(Raw records)
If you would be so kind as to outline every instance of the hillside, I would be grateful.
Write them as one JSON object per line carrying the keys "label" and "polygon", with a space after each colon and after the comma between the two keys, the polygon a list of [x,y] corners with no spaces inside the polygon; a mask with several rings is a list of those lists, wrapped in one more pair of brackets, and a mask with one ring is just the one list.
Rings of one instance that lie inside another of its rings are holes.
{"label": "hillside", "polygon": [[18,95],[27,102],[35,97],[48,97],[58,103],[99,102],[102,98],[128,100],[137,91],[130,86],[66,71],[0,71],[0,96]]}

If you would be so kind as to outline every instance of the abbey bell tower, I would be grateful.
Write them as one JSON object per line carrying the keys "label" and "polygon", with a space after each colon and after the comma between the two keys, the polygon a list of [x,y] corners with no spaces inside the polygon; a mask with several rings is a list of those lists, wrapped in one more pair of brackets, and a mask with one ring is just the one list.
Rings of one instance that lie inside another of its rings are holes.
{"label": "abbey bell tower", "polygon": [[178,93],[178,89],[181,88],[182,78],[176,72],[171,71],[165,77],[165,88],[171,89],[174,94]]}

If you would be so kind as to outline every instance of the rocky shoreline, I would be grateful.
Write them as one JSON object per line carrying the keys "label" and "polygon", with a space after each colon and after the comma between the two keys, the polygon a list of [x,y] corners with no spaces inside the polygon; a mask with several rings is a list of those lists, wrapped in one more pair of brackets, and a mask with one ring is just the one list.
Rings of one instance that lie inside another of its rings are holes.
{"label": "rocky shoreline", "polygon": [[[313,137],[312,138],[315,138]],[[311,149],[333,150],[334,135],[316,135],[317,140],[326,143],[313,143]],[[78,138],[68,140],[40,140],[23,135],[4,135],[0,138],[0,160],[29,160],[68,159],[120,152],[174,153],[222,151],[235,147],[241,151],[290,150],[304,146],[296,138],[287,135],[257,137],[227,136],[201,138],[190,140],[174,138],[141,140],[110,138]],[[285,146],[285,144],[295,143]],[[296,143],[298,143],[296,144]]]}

(Task to complete) Format as a JSON list of strings, one per line and skipping blank lines, the rows from the line containing "shoreline, I would be grateful." through the end of the rows, inclusive.

(Solution to the exercise)
[
  "If you would be so kind as to outline every instance of the rocky shoreline, I would be grateful.",
  "Write them as one JSON object per line carrying the keys \"label\" and \"polygon\", with a space after each colon and after the comma between the two keys, the polygon a list of [x,y] corners with no spaces inside the polygon; a mask with several rings is a list of those lists, wrapped in one more pair of brackets, and a mask with one ring is just the one list.",
  "Rings of one instance that lie inside another of its rings are holes.",
  "{\"label\": \"rocky shoreline\", \"polygon\": [[[313,137],[312,138],[315,138]],[[311,149],[333,150],[334,135],[316,135],[317,140],[326,143],[313,143]],[[78,138],[68,140],[40,140],[23,135],[4,135],[0,138],[0,160],[29,160],[68,159],[120,152],[174,153],[222,151],[235,147],[241,151],[290,150],[304,146],[296,138],[287,135],[257,137],[227,136],[201,138],[190,140],[174,138],[141,140],[110,138]],[[285,146],[285,144],[295,143]],[[296,143],[298,143],[296,144]]]}"
]